Exercise objective » If a line in the records below contains the word "every", copy it out.
##### Material provided #####
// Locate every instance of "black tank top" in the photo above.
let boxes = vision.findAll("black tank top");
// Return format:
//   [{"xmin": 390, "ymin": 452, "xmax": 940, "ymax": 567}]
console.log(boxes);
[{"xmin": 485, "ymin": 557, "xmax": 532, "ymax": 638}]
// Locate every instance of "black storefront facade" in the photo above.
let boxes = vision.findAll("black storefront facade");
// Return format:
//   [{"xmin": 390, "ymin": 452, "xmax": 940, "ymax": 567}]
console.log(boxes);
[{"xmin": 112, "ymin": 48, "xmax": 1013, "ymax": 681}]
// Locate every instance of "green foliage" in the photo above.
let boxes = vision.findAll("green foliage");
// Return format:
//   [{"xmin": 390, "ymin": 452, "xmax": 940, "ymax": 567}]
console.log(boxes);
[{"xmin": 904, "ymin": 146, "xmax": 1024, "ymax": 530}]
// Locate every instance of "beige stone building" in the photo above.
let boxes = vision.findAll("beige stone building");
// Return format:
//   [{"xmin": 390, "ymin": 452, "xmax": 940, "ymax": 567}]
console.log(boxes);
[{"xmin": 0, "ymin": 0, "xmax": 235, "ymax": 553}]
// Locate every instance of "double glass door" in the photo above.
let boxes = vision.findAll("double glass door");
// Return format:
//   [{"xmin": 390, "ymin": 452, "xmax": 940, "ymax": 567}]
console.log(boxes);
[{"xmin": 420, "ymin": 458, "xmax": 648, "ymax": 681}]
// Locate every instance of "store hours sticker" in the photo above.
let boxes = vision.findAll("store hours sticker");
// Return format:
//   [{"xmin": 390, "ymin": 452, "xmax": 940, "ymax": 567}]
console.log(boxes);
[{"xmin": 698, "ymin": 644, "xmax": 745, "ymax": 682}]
#####
Expected output »
// Locate every instance of "black tank top" in the photo above.
// Locate every instance of "black storefront facade" in the photo above.
// Locate every instance of "green foliage" in the photo above.
// Locate every instance of "beige stone building" in the photo above.
// Locate every instance of "double glass door" in the photo above.
// Locate every instance of "store hours sticker" in the photo above.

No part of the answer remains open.